Objective -> Please express the stretch of the listing from the line containing "Locate one point per instance of the child's bare" through the line containing "[(211, 236)]" as a JSON list of strings, one string per line, with blank lines omitted and both end lines included. Leave the pictures out.

Entries supplied ->

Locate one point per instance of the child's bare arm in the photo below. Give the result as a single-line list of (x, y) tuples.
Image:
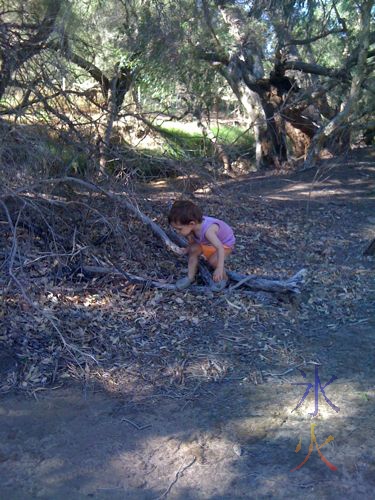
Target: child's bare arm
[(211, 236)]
---
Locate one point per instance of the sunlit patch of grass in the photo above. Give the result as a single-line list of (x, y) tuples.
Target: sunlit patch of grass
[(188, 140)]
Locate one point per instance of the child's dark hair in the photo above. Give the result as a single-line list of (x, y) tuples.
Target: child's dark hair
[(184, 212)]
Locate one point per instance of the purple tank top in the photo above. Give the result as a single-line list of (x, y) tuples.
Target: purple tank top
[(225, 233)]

Answer below ->
[
  "Locate one point per instance of the child's bare arm in the photo below. Give the result as a single-line list of (x, y) tuples.",
  "Image:",
  "Target: child's bare arm",
  "[(211, 236)]"
]